### Goal:
Print the data exactly, leaving nothing out.

───── Dataset records ─────

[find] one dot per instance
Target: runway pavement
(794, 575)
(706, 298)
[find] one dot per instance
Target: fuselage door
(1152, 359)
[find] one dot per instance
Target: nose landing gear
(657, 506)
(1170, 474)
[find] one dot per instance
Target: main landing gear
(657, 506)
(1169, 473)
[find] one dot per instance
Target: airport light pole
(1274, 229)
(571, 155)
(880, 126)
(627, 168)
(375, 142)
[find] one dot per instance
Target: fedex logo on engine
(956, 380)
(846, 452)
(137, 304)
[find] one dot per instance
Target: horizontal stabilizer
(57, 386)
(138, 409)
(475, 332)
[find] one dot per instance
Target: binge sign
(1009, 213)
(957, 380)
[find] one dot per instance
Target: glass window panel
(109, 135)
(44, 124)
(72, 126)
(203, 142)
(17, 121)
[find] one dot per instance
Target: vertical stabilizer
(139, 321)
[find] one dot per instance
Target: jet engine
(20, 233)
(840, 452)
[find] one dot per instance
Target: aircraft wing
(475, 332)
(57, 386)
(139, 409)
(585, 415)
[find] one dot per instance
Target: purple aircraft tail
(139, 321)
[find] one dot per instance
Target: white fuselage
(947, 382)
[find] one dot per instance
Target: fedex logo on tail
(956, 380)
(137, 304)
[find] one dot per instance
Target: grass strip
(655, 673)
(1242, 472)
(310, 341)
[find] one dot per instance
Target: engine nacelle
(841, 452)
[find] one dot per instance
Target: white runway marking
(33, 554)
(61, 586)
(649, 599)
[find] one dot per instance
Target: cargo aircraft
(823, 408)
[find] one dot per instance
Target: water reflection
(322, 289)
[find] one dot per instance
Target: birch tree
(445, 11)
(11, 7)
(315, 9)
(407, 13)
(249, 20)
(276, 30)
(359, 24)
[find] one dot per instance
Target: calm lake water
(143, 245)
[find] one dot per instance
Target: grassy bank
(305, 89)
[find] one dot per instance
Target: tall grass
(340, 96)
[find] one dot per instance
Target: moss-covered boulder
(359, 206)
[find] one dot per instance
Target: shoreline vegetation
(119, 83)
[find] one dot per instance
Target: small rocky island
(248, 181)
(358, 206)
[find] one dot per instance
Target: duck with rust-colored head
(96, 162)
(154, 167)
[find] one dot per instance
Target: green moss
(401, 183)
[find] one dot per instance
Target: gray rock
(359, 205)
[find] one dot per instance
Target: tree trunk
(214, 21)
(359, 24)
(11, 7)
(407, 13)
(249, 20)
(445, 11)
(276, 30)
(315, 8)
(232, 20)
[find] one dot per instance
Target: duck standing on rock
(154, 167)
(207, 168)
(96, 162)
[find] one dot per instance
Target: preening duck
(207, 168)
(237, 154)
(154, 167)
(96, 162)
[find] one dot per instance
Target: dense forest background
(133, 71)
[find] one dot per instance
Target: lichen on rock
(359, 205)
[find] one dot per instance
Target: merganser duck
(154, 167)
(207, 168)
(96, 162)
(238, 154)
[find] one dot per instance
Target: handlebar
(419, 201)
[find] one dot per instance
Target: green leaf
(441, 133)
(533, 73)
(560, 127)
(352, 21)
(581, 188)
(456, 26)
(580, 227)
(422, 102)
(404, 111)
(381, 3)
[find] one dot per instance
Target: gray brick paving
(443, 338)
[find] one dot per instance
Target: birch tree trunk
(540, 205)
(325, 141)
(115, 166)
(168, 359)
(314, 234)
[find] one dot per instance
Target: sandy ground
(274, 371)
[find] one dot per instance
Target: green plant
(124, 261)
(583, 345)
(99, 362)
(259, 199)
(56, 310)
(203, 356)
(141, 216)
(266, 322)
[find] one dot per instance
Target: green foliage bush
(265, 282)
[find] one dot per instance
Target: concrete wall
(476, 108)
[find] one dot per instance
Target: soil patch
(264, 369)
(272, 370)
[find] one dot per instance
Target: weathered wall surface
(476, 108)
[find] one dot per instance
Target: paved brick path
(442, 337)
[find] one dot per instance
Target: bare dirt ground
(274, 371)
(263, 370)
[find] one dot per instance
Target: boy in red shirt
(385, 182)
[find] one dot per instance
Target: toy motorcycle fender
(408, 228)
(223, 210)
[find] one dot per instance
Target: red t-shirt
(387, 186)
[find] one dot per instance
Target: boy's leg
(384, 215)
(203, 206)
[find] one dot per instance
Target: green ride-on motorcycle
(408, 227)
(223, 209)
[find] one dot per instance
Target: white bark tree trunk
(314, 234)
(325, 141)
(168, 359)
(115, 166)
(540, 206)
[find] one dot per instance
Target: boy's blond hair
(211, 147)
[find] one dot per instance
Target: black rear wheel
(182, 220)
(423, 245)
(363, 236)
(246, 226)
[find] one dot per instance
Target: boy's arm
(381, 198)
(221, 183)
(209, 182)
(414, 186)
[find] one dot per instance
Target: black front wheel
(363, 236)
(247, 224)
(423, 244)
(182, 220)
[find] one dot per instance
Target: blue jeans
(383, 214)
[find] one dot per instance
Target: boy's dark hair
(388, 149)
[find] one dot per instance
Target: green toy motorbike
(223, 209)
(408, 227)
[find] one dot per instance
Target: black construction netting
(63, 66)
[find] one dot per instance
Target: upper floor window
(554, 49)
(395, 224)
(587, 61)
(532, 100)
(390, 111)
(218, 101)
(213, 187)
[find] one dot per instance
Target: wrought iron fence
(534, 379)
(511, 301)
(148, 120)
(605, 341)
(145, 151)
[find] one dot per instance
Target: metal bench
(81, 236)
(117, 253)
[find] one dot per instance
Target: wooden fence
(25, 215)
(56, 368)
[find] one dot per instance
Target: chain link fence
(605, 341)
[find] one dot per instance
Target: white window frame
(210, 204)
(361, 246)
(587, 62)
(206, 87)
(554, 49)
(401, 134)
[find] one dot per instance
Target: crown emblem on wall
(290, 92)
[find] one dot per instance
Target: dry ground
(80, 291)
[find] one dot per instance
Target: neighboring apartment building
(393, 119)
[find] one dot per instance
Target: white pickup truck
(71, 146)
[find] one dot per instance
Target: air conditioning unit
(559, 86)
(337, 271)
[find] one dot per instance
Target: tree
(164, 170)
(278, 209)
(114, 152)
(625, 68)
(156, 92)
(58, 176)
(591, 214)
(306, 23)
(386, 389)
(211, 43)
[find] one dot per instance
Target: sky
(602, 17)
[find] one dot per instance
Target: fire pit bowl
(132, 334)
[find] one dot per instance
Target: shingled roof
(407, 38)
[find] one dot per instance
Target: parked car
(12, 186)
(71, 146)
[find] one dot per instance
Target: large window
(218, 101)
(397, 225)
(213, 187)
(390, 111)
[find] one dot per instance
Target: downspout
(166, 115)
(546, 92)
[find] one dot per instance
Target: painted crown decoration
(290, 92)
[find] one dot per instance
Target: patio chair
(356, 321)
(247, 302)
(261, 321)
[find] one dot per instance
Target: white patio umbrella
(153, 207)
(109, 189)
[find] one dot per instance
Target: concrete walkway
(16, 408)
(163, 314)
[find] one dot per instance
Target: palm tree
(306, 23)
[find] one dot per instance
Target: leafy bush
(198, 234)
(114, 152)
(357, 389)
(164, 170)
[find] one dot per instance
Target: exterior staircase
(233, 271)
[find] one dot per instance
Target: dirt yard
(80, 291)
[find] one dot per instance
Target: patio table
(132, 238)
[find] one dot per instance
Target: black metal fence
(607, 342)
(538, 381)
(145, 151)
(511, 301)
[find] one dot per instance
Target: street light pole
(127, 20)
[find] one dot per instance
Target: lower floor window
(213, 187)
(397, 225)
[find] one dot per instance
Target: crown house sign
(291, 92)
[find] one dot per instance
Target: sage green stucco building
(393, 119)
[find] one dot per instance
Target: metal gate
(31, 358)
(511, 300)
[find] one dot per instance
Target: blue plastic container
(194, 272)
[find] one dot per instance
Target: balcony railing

─────

### Solution:
[find] one dot per instance
Target: runway pavement
(794, 575)
(706, 298)
[find] one dot per instance
Target: fuselage door
(1152, 359)
[find] one dot per instance
Target: nose landing gear
(657, 506)
(1170, 474)
[find] one dot per instance
Target: main landing gear
(657, 506)
(1169, 473)
[find] one dot per instance
Target: airport light pole
(1274, 229)
(571, 155)
(880, 126)
(627, 168)
(375, 142)
[find] one dot per instance
Target: fedex logo on engine
(956, 380)
(846, 452)
(137, 304)
[find] one dot per instance
Target: horizontal stabilizer
(57, 386)
(138, 409)
(475, 332)
[find] one dot per instance
Target: binge sign
(1009, 213)
(957, 380)
[find] one dot per instance
Target: glass window panel
(109, 135)
(44, 124)
(72, 126)
(203, 142)
(17, 121)
[find] one dot per instance
Target: vertical stabilizer
(139, 321)
[find] one dot per instance
Target: jet engine
(20, 233)
(840, 452)
[find] one dot per instance
Target: aircraft wing
(475, 332)
(57, 386)
(139, 409)
(585, 415)
[find] one dot per instance
Target: purple aircraft tail
(139, 321)
[find] one dot per instance
Target: white fuselage
(947, 382)
[find] one dot per instance
Target: fedex logo on tail
(956, 380)
(137, 304)
[find] one dot per instance
Target: grass strip
(655, 673)
(1242, 472)
(310, 341)
[find] one dot per instance
Target: engine nacelle
(841, 452)
[find] one dot per instance
Target: white runway marking
(33, 554)
(61, 586)
(649, 599)
[find] one dot per instance
Target: cargo aircraft
(823, 408)
[find] one dot per instance
Target: water reflection
(322, 289)
[find] one dot per instance
Target: birch tree
(445, 11)
(11, 7)
(315, 9)
(407, 13)
(249, 20)
(276, 30)
(359, 24)
[find] one dot per instance
Target: calm lake water
(143, 245)
[find] one dot per instance
Target: grassy bank
(305, 89)
[find] one dot per instance
Target: tall grass
(340, 96)
[find] one dot per instance
Target: moss-covered boulder
(359, 206)
[find] one dot per instance
Target: shoreline vegetation
(119, 83)
[find] one dot per instance
Target: small rocky island
(248, 181)
(358, 206)
[find] one dot per instance
Target: duck with rust-colored head
(96, 162)
(154, 167)
[find] one dot per instance
Target: green moss
(401, 183)
[find] one dot per instance
Target: gray rock
(359, 205)
[find] one dot per instance
Target: tree trunk
(214, 21)
(359, 24)
(11, 7)
(407, 13)
(249, 20)
(445, 11)
(276, 30)
(315, 8)
(232, 20)
[find] one dot per instance
Target: duck standing on rock
(154, 167)
(207, 168)
(96, 162)
[find] one dot per instance
Target: preening duck
(207, 168)
(237, 154)
(154, 167)
(96, 162)
[find] one dot per instance
Target: dense forest background
(133, 71)
[find] one dot per instance
Target: lichen on rock
(359, 205)
[find] one dot per instance
Target: merganser duck
(154, 167)
(207, 168)
(96, 162)
(238, 154)
[find] one dot per instance
Target: handlebar
(419, 201)
[find] one dot per instance
Target: green leaf
(441, 133)
(533, 73)
(560, 127)
(352, 21)
(581, 188)
(456, 26)
(580, 227)
(422, 102)
(404, 111)
(381, 3)
[find] one dot per instance
Target: gray brick paving
(443, 338)
[find] one dot per instance
Target: birch tree trunk
(540, 205)
(325, 141)
(115, 166)
(168, 359)
(314, 234)
[find] one dot per instance
Target: sandy ground
(274, 371)
[find] one dot per instance
Target: green plant
(124, 261)
(583, 345)
(99, 362)
(259, 199)
(56, 310)
(203, 356)
(141, 216)
(266, 322)
[find] one dot per instance
Target: green foliage bush
(265, 282)
[find] one dot per instance
Target: concrete wall
(476, 108)
[find] one dot per instance
Target: soil patch
(264, 369)
(272, 370)
[find] one dot per instance
Target: weathered wall surface
(476, 108)
[find] one dot per instance
Target: paved brick path
(442, 337)
[find] one dot per instance
Target: bare dirt ground
(274, 371)
(263, 370)
[find] one dot per instance
Target: boy in red shirt
(385, 182)
[find] one dot per instance
Target: toy motorcycle fender
(408, 228)
(223, 210)
[find] one dot per instance
Target: red t-shirt
(387, 186)
[find] one dot per instance
Target: boy's leg
(384, 215)
(203, 206)
[find] one dot per instance
Target: green ride-on motorcycle
(408, 227)
(223, 209)
[find] one dot per instance
Target: white bark tree trunk
(314, 234)
(325, 141)
(168, 359)
(115, 166)
(540, 206)
[find] one dot per instance
Target: boy's blond hair
(211, 147)
[find] one dot per instance
Target: black rear wheel
(182, 220)
(423, 245)
(363, 236)
(246, 226)
[find] one dot per instance
Target: boy's arm
(381, 198)
(221, 183)
(209, 182)
(414, 186)
[find] one dot per instance
Target: black front wheel
(363, 236)
(247, 224)
(423, 244)
(182, 220)
[find] one dot per instance
Target: blue jeans
(383, 214)
[find] one dot per instance
Target: boy's dark hair
(388, 149)
[find] one dot per instance
Target: green toy motorbike
(223, 209)
(408, 227)
[find] one dot per instance
Target: black construction netting
(63, 66)
[find] one dot per instance
Target: upper floor window
(554, 49)
(395, 224)
(587, 61)
(532, 100)
(390, 111)
(218, 101)
(213, 187)
[find] one dot per instance
Target: wrought iron fence
(534, 379)
(511, 301)
(148, 120)
(605, 341)
(145, 151)
[find] one dot per instance
Target: metal bench
(81, 236)
(117, 253)
[find] one dot per instance
Target: wooden fence
(25, 215)
(56, 368)
[find] one dot per instance
Target: chain link fence
(605, 341)
[find] one dot per instance
Target: white window frame
(210, 204)
(361, 246)
(587, 62)
(206, 87)
(554, 49)
(401, 134)
[find] one dot per instance
Target: crown emblem on wall
(290, 92)
[find] one dot per instance
Target: dry ground
(80, 291)
[find] one dot per instance
Target: neighboring apartment building
(393, 119)
[find] one dot per instance
Target: white pickup truck
(71, 146)
[find] one dot per instance
Target: air conditioning unit
(559, 86)
(337, 271)
[find] one dot per instance
Target: tree
(164, 170)
(278, 209)
(114, 152)
(625, 68)
(156, 92)
(58, 176)
(591, 214)
(306, 23)
(386, 389)
(211, 43)
[find] one dot per instance
Target: sky
(602, 17)
[find] one dot per instance
Target: fire pit bowl
(132, 334)
[find] one dot per instance
Target: shingled roof
(407, 38)
[find] one dot per instance
Target: parked car
(12, 186)
(71, 146)
[find] one dot per instance
Target: large window
(218, 101)
(397, 225)
(213, 187)
(390, 111)
[find] one dot per instance
Target: downspout
(166, 115)
(546, 92)
[find] one dot per instance
Target: painted crown decoration
(290, 92)
[find] one dot per instance
Target: patio chair
(356, 321)
(247, 302)
(261, 321)
[find] one dot per instance
Target: white patio umbrella
(153, 207)
(109, 189)
[find] one dot per instance
Target: concrete walkway
(16, 408)
(163, 314)
[find] one dot per instance
Target: palm tree
(306, 23)
[find] one dot per instance
Target: leafy bush
(198, 234)
(114, 152)
(357, 389)
(164, 170)
[find] one dot per instance
Target: exterior staircase
(233, 271)
[find] one dot per instance
Target: dirt yard
(80, 291)
[find] one dot per instance
Target: patio table
(132, 238)
[find] one dot per instance
Target: black metal fence
(607, 342)
(538, 381)
(145, 151)
(511, 301)
[find] one dot per instance
Target: street light pole
(127, 20)
[find] one dot per instance
Target: lower floor window
(213, 187)
(397, 225)
[find] one dot per instance
Target: crown house sign
(291, 92)
[find] one dot per instance
Target: sage green stucco building
(393, 119)
[find] one dot per instance
Target: metal gate
(31, 358)
(511, 300)
[find] one dot per instance
Target: blue plastic container
(194, 272)
[find] one dot per instance
Target: balcony railing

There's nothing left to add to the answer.